BEGIN Task inputs

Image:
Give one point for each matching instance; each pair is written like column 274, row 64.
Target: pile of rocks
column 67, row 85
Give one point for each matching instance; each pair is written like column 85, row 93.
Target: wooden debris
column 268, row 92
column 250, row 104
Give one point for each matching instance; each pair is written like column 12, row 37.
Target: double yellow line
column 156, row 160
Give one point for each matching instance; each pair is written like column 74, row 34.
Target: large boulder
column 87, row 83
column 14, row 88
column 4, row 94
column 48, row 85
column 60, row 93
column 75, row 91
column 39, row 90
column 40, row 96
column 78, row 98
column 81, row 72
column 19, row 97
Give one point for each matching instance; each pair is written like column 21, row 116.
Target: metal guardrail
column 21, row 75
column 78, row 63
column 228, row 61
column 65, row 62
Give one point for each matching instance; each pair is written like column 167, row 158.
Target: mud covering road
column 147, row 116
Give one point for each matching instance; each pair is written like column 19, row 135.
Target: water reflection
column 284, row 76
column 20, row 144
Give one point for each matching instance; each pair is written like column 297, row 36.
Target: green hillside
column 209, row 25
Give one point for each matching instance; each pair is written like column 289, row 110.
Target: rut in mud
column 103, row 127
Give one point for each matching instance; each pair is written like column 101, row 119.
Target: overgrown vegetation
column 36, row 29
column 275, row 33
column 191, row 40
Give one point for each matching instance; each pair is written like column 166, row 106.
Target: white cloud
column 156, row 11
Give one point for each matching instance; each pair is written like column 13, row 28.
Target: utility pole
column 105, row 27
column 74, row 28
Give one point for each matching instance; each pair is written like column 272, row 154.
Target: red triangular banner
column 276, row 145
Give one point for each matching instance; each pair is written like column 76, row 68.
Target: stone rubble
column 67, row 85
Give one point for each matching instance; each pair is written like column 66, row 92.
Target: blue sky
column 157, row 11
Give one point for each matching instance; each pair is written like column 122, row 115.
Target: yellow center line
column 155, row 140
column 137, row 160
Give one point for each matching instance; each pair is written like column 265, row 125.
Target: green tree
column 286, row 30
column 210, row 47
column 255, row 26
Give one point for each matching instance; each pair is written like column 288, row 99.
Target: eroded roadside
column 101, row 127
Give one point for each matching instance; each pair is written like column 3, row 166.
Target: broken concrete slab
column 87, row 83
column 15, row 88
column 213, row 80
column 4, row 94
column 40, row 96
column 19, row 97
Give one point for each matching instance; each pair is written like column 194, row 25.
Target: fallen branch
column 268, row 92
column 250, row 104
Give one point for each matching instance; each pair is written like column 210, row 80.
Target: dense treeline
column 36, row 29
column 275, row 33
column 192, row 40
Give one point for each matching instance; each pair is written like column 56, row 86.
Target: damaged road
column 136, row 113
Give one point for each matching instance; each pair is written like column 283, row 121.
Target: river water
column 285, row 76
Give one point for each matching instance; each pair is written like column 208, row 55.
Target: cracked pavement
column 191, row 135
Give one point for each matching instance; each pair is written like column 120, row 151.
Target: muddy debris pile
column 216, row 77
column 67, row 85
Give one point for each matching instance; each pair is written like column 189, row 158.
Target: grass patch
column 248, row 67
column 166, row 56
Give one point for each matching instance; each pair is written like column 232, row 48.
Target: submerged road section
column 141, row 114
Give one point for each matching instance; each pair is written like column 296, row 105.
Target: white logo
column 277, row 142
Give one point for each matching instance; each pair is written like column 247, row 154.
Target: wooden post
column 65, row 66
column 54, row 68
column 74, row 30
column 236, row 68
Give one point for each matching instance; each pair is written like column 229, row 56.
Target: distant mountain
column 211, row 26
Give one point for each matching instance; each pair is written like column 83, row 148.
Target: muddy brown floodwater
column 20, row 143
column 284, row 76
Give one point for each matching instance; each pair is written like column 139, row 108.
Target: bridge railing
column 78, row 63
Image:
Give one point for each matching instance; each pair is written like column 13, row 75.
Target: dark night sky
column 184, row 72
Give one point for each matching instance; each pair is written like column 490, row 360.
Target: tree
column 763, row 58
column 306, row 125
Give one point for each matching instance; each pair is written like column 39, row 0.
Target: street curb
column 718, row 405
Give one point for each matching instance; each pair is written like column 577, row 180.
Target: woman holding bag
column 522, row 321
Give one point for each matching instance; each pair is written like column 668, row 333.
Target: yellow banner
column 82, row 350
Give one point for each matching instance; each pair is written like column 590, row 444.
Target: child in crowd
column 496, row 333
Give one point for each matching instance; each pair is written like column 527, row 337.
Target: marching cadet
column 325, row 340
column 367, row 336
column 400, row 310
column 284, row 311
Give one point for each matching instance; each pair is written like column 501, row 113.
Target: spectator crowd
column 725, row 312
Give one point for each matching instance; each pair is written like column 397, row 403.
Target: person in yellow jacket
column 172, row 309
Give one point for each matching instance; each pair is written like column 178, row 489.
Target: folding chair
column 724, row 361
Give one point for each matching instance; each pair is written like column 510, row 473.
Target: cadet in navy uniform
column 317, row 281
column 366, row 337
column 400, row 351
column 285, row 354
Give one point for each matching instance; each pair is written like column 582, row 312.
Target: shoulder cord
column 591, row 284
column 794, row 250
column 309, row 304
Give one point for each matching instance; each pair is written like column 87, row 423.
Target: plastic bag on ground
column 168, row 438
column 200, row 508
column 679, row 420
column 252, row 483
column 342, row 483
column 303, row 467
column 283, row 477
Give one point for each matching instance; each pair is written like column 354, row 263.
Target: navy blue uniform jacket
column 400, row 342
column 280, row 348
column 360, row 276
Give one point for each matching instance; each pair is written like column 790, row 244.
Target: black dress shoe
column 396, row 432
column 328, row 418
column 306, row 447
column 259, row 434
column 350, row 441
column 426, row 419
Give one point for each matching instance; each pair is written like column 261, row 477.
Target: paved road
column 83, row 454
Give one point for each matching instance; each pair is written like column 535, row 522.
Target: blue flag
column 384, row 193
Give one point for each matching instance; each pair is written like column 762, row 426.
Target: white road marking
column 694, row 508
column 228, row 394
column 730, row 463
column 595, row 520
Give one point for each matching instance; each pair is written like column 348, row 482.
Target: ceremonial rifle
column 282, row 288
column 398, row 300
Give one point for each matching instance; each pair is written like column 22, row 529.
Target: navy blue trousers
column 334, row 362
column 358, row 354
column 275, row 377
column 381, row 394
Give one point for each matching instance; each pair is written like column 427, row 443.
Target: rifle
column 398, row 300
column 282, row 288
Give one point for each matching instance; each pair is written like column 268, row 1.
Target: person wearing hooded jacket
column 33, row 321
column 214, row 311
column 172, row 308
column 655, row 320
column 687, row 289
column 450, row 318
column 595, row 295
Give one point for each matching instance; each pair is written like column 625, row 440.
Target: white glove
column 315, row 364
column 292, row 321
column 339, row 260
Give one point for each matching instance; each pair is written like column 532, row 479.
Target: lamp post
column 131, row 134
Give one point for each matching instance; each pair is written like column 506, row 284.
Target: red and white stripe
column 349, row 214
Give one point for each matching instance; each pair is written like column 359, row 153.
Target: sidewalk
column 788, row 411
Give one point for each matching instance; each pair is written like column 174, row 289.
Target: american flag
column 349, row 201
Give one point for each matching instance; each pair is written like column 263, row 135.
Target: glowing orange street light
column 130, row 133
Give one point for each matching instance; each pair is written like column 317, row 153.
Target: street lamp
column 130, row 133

END Task inputs

From the first line of the records above down to the line containing "74, row 34.", repeat each line exactly as written. Include both of those lines and add nothing.

Image:
Give one point for each matching instance; each pair is written like column 274, row 64.
Target: pile of rocks
column 67, row 85
Give one point for each matching instance; each pair is written like column 85, row 93.
Target: wooden debris
column 268, row 92
column 250, row 104
Give one point for each matching instance; each pair is written like column 12, row 37.
Target: double yellow line
column 156, row 160
Give one point for each matching instance; each pair is written like column 74, row 34.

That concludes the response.